- **TEXT UNDER STUDY**:
::::
Like all combined hormonal contraceptives, Ortho Evra / Evra works primarily by preventing ovulation. A secondary mechanism of action is inhibition of sperm penetration by changes in the cervical mucus. Hormonal contraceptives also have effects on the endometrium that theoretically could affect implantation; however, no scientific evidence indicates that prevention of implantation actually results from their use.

The 20 cm^{2} Ortho Evra contraceptive patch contains 750 μg ethinylestradiol (an estrogen) and 6000 μg norelgestromin (a progestin). The 20 cm^{2} Evra contraceptive patch contains 600 μg ethinylestradiol and 6000 μg norelgestromin. The Ortho Evra contraceptive patch and the Evra contraceptive patch are both intended to gradually release into the systemic circulation approximately 20 μg/day of ethinylestradiol and 150 μg/day of norelgestromin.

== Lawsuits ==

The patch has been associated with strokes and thrombosis and the mechanism for hormone absorption and dissipation from the body's tissues is different from "the pill". Several lawsuits have been instigated over these issues.
::::
[Referring-expression pointing data]
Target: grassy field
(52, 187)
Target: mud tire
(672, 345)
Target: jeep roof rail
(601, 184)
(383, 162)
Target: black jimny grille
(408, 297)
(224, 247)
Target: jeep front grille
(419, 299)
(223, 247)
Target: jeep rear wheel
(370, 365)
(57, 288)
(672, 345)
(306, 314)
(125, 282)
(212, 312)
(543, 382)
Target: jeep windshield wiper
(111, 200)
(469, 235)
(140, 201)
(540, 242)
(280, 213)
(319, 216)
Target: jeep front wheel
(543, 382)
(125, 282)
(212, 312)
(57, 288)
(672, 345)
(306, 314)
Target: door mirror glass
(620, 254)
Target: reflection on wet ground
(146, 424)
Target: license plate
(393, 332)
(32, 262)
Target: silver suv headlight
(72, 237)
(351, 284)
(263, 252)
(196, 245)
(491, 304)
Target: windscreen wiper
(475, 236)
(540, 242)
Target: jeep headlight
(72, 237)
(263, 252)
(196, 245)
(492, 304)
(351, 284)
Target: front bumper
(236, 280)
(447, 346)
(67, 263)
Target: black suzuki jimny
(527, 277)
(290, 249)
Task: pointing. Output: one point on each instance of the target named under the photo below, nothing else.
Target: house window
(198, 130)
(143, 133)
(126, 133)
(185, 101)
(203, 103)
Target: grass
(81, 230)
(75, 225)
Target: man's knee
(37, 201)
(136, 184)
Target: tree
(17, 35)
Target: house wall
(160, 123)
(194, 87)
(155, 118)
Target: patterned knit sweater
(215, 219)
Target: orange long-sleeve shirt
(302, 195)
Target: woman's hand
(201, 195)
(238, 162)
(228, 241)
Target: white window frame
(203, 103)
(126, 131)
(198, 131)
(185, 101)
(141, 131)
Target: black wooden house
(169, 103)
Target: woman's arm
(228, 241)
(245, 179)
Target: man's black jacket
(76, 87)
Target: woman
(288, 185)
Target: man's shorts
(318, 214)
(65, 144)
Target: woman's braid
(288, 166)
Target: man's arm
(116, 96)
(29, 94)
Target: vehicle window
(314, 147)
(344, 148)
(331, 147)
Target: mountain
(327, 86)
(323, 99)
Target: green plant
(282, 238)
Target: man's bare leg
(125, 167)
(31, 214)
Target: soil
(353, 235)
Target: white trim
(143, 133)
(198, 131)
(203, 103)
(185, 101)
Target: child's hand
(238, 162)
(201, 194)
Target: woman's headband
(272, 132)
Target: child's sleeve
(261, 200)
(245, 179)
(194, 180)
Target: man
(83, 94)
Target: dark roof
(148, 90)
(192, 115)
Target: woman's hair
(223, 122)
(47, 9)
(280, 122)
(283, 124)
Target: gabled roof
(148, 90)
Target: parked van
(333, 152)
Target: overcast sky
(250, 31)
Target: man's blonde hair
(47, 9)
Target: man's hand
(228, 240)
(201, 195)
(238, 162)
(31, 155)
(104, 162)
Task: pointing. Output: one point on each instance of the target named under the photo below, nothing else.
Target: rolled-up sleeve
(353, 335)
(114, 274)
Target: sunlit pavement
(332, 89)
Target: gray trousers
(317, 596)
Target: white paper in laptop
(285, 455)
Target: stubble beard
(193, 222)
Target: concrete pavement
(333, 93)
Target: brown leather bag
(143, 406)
::::
- **PROBLEMS TO SOLVE**:
1 > Can you condense the paragraph of the contraceptive patch text that begins "Like all combined hormonal contraceptives" into a short list that keeps its main facts?
2 > From the contraceptive patch text, would you output the passage that starts at the words "The patch has" and ends after "over these issues.", copied word for word?
This material comes from a source other than the text.

- **ANSWERS TO EACH TASK**:
1 >
- Ortho Evra / Evra works mainly by preventing ovulation.
- A secondary mechanism is changing the cervical mucus so that sperm penetration is inhibited.
- Hormonal contraceptives also affect the endometrium in ways that could theoretically affect implantation, but no scientific evidence shows that their use actually prevents implantation.

2 >
The patch has been associated with strokes and thrombosis and the mechanism for hormone absorption and dissipation from the body's tissues is different from "the pill". Several lawsuits have been instigated over these issues.